BEGIN Given data

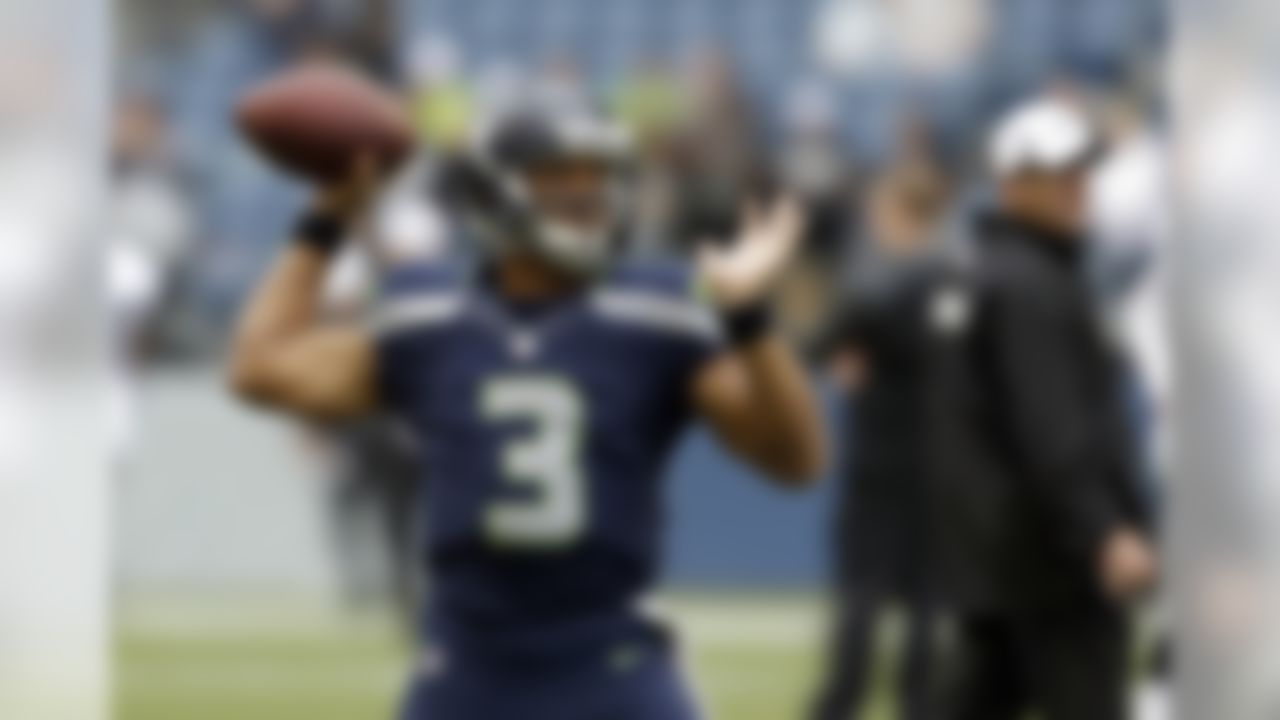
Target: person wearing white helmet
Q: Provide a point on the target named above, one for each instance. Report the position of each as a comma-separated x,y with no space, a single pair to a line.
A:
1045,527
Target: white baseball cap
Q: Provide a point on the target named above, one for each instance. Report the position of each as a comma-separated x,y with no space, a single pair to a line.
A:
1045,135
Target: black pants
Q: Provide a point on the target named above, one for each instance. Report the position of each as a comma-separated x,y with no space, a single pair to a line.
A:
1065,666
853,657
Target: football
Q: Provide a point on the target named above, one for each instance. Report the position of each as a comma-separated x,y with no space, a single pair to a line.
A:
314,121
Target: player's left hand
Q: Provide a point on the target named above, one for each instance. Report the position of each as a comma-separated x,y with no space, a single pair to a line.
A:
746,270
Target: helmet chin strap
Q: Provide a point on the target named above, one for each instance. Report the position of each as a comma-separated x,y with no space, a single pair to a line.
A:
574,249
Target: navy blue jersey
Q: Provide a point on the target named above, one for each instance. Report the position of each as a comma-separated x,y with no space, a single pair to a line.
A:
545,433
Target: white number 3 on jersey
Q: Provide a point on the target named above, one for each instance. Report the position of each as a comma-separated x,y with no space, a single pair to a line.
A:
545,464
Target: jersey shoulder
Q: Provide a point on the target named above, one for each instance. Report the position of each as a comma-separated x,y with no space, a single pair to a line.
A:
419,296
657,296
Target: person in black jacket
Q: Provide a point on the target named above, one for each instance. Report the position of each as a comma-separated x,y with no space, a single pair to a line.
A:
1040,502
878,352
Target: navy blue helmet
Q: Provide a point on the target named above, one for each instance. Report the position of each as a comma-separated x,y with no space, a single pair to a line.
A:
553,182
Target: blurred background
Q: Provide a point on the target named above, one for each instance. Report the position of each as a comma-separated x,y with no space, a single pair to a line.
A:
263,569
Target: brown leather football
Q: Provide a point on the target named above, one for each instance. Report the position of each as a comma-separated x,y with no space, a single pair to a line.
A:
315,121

END Given data
BEGIN Given data

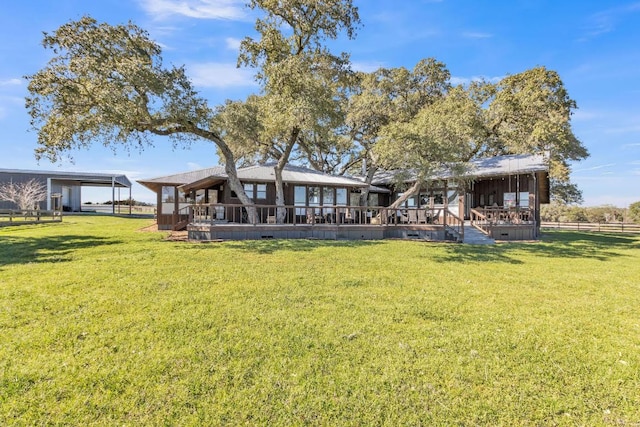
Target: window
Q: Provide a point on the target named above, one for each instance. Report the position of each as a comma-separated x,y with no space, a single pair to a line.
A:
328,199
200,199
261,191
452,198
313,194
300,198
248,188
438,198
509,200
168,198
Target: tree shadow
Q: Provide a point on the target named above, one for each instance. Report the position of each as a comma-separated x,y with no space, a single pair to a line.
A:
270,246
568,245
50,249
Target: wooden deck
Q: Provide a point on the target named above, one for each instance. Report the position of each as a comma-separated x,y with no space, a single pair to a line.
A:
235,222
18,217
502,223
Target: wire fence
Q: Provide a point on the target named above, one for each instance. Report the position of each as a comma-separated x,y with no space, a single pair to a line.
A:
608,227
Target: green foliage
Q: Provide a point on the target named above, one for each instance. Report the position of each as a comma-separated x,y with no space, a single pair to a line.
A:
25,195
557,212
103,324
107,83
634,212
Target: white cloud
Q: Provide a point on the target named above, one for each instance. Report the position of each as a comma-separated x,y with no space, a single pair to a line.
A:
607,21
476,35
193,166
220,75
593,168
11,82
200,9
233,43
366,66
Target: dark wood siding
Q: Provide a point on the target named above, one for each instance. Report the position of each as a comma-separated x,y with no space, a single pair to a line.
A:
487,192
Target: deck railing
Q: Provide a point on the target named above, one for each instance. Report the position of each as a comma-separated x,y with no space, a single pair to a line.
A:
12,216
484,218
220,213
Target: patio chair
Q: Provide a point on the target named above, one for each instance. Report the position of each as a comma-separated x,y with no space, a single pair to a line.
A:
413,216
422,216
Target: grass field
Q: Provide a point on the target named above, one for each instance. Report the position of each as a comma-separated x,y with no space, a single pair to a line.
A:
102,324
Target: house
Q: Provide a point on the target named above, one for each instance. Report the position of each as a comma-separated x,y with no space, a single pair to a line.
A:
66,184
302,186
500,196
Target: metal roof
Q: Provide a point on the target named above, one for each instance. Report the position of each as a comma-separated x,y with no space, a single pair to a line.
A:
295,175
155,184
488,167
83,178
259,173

END Given data

• Written task
Please pick out every line in the items above that contains the word "deck" and copy each one in full. Treat uppercase and lowercase as different.

• Written answer
Target: wooden deck
Target: deck railing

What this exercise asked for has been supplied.